• [WHAT YOU NEED TO DO] Transcribe this listing exactly; omit the pictures.

• [DATA]
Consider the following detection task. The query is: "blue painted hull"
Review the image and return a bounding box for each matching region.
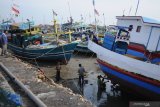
[98,59,160,100]
[126,49,147,60]
[151,58,160,64]
[8,43,78,62]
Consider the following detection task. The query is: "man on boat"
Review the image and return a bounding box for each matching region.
[93,34,98,44]
[0,30,8,56]
[78,64,86,87]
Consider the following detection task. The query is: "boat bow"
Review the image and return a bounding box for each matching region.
[88,40,160,81]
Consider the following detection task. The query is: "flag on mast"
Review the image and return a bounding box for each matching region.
[12,7,20,16]
[12,3,20,17]
[52,10,57,16]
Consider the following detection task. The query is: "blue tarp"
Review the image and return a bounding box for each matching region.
[0,89,23,106]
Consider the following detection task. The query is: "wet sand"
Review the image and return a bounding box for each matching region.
[42,53,100,80]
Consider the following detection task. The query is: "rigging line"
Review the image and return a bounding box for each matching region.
[72,50,79,57]
[67,1,72,18]
[34,59,40,69]
[10,46,56,60]
[135,0,140,16]
[62,45,67,64]
[34,46,57,60]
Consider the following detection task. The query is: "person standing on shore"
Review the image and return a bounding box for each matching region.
[0,31,2,49]
[78,64,86,87]
[0,30,8,56]
[56,62,61,82]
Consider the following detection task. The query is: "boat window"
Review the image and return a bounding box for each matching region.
[120,31,128,37]
[118,29,129,37]
[136,26,141,32]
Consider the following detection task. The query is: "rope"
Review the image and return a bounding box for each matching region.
[9,43,71,71]
[61,45,67,64]
[9,43,57,60]
[34,59,40,68]
[34,47,56,59]
[9,45,57,71]
[89,53,95,59]
[72,50,80,57]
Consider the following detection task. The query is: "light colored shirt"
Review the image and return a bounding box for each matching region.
[1,33,8,44]
[78,67,85,76]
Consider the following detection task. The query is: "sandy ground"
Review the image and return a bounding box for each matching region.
[38,53,109,106]
[42,53,101,80]
[0,50,94,107]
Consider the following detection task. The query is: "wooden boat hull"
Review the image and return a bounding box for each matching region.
[88,40,160,100]
[8,43,78,62]
[97,59,160,100]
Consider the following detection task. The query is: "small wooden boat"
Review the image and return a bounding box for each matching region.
[8,32,78,63]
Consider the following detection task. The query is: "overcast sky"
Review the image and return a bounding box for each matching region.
[1,0,160,25]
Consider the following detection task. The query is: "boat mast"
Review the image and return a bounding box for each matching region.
[128,6,132,16]
[67,1,72,20]
[67,1,72,43]
[103,13,106,31]
[135,0,140,16]
[52,9,58,43]
[92,0,98,37]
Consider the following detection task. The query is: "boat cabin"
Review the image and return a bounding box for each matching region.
[103,26,130,54]
[116,16,160,52]
[9,29,43,48]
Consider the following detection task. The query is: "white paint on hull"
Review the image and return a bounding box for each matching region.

• [FINISHED EXERCISE]
Consider the following detection task. The query is: "blue painted hull"
Review the image and return a bounding box for each matching region.
[98,59,160,100]
[126,49,147,60]
[151,58,160,64]
[8,43,78,62]
Consider the following detection task. The query is: "man on boat"
Review the image and return a bounding box for each matching region.
[93,34,98,44]
[0,30,8,56]
[78,64,86,87]
Consider the following detection task. The query is: "boat bow"
Review the image and return a bounding box for each matching region.
[88,40,160,81]
Consider the following detection task. The query is: "flag on mast"
Review the image and return a bounding box for each matching region.
[12,7,20,16]
[12,3,20,17]
[52,10,57,16]
Consider the following detection task. The query is: "blue tarp"
Review the image and return a bounding box for each matching region.
[0,89,23,106]
Consider the following detection task. The query is: "wet sand"
Review the image and return a bounding box for each matching region.
[42,53,100,80]
Consider the following detection task. The query is: "rigging line"
Review the image and return a bounding box for each matching region.
[72,50,79,57]
[67,1,72,18]
[34,59,40,69]
[10,46,56,60]
[135,0,140,16]
[62,45,67,64]
[34,46,57,60]
Consider the following detection task. The query is: "person standing on shore"
Review the image and return a bounding box for each matching region.
[0,31,2,49]
[78,64,86,87]
[0,30,8,56]
[56,62,61,82]
Consider the following detection task. The query is: "boat window"
Review the image and return a bounding box for each matching region.
[120,31,128,37]
[118,29,129,37]
[136,26,141,32]
Consider the following detection task. The query is: "rope"
Review the image and return a bounding box for each matching region.
[9,43,71,71]
[61,45,67,64]
[9,43,57,60]
[34,59,40,68]
[34,47,56,59]
[9,45,57,71]
[89,53,95,59]
[72,50,80,57]
Consider the following detection task. The query is: "light colored shirt"
Review the image and return a bounding box for each matching region.
[1,33,8,44]
[78,67,85,76]
Consider the following detection task. The query is: "sandy ground"
Review the image and return a bounding box for each matching region.
[38,53,109,106]
[42,53,101,80]
[0,50,94,107]
Consider the following detection task. The query is: "wooden boat hull"
Review the image and return a bounding box for each matching region.
[88,40,160,100]
[8,43,78,62]
[97,59,160,100]
Consider the following detection task. The query is: "small wooden boat"
Review the image and return a bounding box for each matching region.
[8,32,78,63]
Consider the following detection task. The query is: "overcast sky"
Review the image and return a bounding box for each matching region.
[1,0,160,25]
Consider the following detection task. The query is: "boat mast"
Review the image and return a bounding box for each matching region.
[128,6,132,16]
[67,1,72,20]
[67,1,72,43]
[103,13,106,31]
[135,0,140,16]
[52,9,58,43]
[92,0,98,37]
Consider the following detection task. The query is: "boat cabin"
Review the image and return a bounding box for each matching region.
[103,26,130,54]
[116,16,160,52]
[9,29,43,48]
Consider the following detection task. The query is: "white paint on hull"
Review the image and return a bounding box for each matching region.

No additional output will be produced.